(Rows from a pointing dataset)
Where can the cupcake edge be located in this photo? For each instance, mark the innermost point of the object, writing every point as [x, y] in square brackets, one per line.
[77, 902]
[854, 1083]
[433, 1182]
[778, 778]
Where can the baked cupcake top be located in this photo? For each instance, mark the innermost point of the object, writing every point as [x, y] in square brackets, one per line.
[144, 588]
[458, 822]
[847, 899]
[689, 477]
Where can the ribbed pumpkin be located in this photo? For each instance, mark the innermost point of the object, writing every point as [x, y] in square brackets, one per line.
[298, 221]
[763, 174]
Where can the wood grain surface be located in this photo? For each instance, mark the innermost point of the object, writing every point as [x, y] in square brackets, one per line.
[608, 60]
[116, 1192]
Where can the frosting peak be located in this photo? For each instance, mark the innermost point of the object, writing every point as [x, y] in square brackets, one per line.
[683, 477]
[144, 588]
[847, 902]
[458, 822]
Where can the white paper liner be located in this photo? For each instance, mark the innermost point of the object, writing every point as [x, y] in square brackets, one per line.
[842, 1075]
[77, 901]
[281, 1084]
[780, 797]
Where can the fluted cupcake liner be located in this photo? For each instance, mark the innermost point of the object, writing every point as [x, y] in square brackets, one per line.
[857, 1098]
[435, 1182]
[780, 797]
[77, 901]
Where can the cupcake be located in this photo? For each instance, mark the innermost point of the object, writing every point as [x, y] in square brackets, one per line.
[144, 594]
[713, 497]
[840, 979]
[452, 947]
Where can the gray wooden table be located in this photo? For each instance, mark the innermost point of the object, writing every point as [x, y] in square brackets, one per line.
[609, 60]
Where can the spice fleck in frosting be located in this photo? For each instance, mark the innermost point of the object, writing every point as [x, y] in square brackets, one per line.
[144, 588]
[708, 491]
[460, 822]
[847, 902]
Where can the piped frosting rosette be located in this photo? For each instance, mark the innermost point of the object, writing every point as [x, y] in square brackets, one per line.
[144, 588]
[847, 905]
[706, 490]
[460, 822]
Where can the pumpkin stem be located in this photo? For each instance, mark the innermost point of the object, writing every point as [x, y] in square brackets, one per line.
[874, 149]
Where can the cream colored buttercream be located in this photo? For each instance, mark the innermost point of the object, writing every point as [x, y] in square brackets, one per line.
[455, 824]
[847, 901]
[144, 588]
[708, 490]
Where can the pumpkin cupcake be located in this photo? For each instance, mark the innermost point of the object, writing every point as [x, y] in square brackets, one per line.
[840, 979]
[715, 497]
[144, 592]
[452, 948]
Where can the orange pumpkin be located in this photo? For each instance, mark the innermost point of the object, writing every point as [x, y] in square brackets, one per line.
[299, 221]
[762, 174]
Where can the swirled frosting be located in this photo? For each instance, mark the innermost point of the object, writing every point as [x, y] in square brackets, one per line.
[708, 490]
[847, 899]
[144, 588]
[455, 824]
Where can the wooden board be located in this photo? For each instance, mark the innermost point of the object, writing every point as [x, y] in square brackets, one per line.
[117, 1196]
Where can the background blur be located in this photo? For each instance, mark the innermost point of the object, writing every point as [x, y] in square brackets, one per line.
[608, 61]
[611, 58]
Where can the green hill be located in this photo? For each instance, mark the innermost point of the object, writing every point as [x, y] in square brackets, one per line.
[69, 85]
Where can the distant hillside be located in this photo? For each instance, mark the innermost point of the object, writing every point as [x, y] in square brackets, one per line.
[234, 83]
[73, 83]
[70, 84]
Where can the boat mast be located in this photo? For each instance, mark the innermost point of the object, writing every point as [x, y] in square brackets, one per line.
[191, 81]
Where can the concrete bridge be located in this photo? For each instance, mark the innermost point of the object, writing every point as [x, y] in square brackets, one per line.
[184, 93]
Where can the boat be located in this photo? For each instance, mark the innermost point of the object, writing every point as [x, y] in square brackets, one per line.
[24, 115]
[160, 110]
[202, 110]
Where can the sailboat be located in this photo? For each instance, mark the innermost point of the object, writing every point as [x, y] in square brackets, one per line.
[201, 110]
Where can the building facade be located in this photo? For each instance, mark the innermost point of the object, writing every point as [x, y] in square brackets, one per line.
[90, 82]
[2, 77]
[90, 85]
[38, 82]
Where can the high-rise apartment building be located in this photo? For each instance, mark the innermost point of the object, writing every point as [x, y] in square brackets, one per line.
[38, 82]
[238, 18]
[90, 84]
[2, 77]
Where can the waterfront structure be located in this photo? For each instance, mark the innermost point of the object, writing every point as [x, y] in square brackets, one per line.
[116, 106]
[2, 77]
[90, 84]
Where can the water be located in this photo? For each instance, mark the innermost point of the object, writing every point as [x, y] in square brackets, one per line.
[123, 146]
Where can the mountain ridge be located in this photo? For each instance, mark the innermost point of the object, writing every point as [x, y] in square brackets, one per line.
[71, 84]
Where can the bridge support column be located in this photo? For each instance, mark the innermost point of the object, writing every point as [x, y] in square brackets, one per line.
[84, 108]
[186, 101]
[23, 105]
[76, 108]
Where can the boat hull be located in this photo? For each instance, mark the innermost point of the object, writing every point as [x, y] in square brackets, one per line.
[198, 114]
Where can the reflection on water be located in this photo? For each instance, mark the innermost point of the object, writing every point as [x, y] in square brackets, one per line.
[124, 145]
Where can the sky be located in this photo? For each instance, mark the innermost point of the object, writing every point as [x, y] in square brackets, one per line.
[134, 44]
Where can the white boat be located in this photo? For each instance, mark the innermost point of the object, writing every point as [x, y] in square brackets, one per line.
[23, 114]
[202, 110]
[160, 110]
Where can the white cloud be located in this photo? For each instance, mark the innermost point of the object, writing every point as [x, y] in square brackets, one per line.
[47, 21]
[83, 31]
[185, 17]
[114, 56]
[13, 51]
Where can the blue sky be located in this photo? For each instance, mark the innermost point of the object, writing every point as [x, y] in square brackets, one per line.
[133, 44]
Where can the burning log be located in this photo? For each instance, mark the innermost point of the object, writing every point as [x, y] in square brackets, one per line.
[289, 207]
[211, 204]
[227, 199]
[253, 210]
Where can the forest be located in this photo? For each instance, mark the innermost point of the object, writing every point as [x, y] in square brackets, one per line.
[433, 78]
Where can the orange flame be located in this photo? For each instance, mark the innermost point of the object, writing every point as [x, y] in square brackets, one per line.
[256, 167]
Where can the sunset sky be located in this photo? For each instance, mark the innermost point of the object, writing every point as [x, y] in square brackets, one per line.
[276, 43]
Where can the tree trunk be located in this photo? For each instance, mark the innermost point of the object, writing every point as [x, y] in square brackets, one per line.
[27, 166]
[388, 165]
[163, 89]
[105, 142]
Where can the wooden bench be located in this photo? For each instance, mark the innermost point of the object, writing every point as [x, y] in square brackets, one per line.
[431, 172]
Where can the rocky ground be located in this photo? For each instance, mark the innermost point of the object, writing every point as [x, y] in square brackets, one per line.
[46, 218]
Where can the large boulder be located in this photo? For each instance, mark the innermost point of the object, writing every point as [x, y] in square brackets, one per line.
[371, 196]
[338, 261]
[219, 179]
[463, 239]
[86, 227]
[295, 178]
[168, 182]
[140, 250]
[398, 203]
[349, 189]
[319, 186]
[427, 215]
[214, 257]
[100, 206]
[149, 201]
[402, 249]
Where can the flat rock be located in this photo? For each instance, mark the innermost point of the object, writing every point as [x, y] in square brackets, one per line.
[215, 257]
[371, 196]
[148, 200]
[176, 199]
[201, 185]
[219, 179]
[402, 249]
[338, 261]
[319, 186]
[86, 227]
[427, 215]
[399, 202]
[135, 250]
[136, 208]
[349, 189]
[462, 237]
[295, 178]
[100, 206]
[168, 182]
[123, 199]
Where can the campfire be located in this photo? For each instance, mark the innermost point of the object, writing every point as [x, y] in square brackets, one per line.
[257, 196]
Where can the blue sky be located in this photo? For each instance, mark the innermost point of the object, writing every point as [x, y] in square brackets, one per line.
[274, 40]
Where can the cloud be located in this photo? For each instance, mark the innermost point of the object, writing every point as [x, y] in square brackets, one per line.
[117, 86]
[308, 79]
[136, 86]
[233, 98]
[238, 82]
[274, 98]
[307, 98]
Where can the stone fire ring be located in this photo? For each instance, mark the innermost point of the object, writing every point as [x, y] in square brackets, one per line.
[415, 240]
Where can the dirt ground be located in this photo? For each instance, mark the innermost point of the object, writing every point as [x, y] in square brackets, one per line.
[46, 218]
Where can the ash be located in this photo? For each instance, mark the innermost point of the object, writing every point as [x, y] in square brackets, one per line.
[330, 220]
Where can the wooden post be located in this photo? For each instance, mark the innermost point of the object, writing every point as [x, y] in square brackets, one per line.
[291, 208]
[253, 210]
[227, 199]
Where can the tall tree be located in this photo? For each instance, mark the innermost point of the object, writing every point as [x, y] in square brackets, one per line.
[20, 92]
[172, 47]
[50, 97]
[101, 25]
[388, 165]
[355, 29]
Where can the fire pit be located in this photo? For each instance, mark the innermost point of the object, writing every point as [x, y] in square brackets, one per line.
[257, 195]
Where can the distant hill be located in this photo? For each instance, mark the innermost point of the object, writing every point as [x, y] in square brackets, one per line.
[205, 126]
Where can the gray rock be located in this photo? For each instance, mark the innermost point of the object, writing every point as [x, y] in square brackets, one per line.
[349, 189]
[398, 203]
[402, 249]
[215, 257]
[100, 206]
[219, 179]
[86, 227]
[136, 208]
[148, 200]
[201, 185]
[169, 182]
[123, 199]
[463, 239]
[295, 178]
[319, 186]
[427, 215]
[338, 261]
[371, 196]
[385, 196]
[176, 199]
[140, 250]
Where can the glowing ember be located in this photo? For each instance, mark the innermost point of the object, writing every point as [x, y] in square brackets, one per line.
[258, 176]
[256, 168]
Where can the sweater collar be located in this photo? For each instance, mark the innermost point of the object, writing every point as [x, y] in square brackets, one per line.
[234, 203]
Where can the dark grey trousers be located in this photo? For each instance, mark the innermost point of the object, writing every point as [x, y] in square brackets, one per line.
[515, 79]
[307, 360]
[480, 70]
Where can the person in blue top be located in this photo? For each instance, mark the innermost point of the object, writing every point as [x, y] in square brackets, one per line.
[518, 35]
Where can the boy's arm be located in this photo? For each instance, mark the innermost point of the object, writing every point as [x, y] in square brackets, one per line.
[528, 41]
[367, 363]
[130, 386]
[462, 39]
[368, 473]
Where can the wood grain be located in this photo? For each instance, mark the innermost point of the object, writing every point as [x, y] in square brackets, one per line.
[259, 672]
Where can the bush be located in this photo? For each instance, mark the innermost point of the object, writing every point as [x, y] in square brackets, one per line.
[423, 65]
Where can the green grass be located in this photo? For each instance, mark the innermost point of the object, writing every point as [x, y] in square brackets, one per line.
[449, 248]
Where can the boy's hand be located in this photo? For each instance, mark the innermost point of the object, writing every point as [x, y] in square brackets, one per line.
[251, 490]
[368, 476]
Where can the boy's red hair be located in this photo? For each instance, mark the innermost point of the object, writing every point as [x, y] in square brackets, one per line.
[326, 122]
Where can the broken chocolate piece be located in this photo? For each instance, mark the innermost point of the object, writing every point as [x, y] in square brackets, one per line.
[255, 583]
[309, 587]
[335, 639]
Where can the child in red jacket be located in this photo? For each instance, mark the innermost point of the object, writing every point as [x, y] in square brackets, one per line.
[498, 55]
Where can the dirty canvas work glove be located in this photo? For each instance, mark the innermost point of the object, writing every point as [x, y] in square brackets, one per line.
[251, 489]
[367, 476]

* [WRITTEN EXERCISE]
Write out the rows as a numbered list, starting at the first row and ending at the row that contains "[116, 1192]". Leave out any blank lines.

* [FINISHED ANSWER]
1. Where can the cupcake edge be located in this photo? For each instance, mark the innermost point of the object, writing every point as [x, y] in square brackets, one per line.
2. [77, 902]
3. [854, 1083]
4. [433, 1182]
5. [778, 778]
6. Where can the baked cupcake top be located in this photo? For each instance, mark the innermost point of the object, writing every point as [x, y] in square brackets, one per line.
7. [144, 588]
8. [458, 822]
9. [847, 899]
10. [689, 477]
11. Where can the ribbed pumpkin be located in this photo? For each instance, mark the innermost point of the object, writing every point as [x, y] in square brackets, one per line.
12. [298, 221]
13. [763, 174]
14. Where can the wood grain surface be located in this photo? For each instance, mark the innermost point of the object, writing every point as [x, y] in square brackets, one per line.
15. [608, 60]
16. [116, 1192]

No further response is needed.